Präsident Barzanis Stellungnahme zum einhundertsten Jahrestag des Sykes-Picot-Abkommens

„Heute jährt sich zum einhundertsten Mal der Abschluss des Sykes-Picot-Abkommens. Dieses Abkommen führte zur Zerteilung der Region nach dem Ersten Weltkrieg, ohne dabei den Willen und die geographischen Realitäten der Region zu berücksichtigen. Es stellte eine immense Ungerechtigkeit für die Menschen der Region dar, insbesondere für die Kurden.

Die Konsequenzen dieses Abkommens waren in hohem Maße schädlich für die Menschen Kurdistans im Staat Irak. Ein irakischer Staat, welcher ursprünglich im Rahmen einer Partnerschaft zwischen Kurden und Arabern erschaffen wurde, führte zur Marginalisierung der Kurden. Aufeinanderfolgende irakische Regime haben den Kurden ihre grundlegenden Rechte verweigert und den Kurden immenses Leid zugefügt. Die Folgen dieser Partnerschaft waren die Ermordung und Deportation von 12.000 jungen Faili Kurden, die Ermordung von 8.000 Barzani Kurden, die Ermordung und Verschleppung von 182.000 Kurden in der Garmiyan-Gegend und in anderen Teilen der Region, die Chemiewaffenangriffe auf Halabja, die Zerstörung von 4500 kurdischen Dörfern, die Arabisierung von kurdischen Teilen des Landes sowie zahllose weitere Verbrechen.

Nach dem Aufstand 1991 zeigten die Menschen Kurdistans die Bereitschaft, ein neues Kapitel in den Beziehungen mit dem irakischen Staat zu eröffnen und unterließen jegliche Vergeltungsmaßnahmen gegen die früheren Täter. Doch dies war vergeblich, da die irakische Regierung ihre Unterdrückung der kurdischen Bevölkerung fortführte.

Nach dem Sturz des Baath-Regimes 2003 entschlossen sich die Menschen Kurdistans nach Bagdad zurückzukehren, um durch die Schaffung einer neuen Verfassung, welche die Prinzipien einer aufrichtigen Partnerschaft, Demokratie, und Föderalismus garantiert, einen neuen irakischen Staat aufzubauen. Stattdessen hat die irakische Regierung die Verfassung ignoriert, ihre Verpflichtungen torpediert, ihre Partnerschaft vernachlässigt und beschlossen das Budget der Region Kurdistan zu beschneiden.

● ● ●

■ Aufgabenliste:
(A) Beantworten Sie anhand der Stellungnahme zum Sykes-Picot-Abkommen folgende Fragen:
(i) Wie viele kurdische Dörfer wurden zerstört?
(ii) Worauf verzichteten die Menschen Kurdistans nach dem Aufstand 1991 gegenüber den früheren Tätern?
(iii) Welche Prinzipien sollte die neue Verfassung nach dem Sturz des Baath-Regimes 2003 garantieren?
(B) Schreiben Sie die Stellungnahme zum Sykes-Picot-Abkommen im Anschluss an ihren letzten Satz weiter.

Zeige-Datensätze

● ● ●

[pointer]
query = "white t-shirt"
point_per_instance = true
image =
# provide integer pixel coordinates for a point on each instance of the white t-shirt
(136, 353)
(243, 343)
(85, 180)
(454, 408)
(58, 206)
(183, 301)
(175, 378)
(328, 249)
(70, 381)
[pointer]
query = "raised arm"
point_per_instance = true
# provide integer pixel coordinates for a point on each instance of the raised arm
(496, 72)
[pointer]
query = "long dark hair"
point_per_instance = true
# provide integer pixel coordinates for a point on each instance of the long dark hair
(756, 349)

● ● ●

■ Schriftliche Antworten:
(A)
(i) 4500 kurdische Dörfer.
(ii) Sie unterließen jegliche Vergeltungsmaßnahmen gegen die früheren Täter.
(iii) Die Prinzipien einer aufrichtigen Partnerschaft, Demokratie und Föderalismus.

(B)
Krieg, Tragödien, Instabilität und Extremismus sind das Ergebnis vom Sykes-Picot-Abkommen, welches die Menschen der Region in künstliche Staaten zwang, besonders im Irak. Die Menschen des Irak, Kurdistans und der gesamten Region konnten seit der Erschaffung dieser künstlichen Grenzen weder Frieden noch Stabilität genießen.

Der Irak bildet heute ein Land, welches entlang konfessioneller Grenzen geteilt wird. Im Irak, in Syrien und vielen anderen Staaten hat ISIS die ursprünglichen Grenzen aufgehoben und neue geschaffen. Die Menschen Kurdistans trifft hierbei im Irak keine Schuld. Die Verantwortung liegt bei jenen, welche die Region vor einhundert Jahren willkürlich aufgeteilt haben sowie bei den fatalen Politiken der Herrscher dieser Region, welche Stabilität durch Gewalt und Unterdrückung wahren wollten. Dabei haben sie versagt.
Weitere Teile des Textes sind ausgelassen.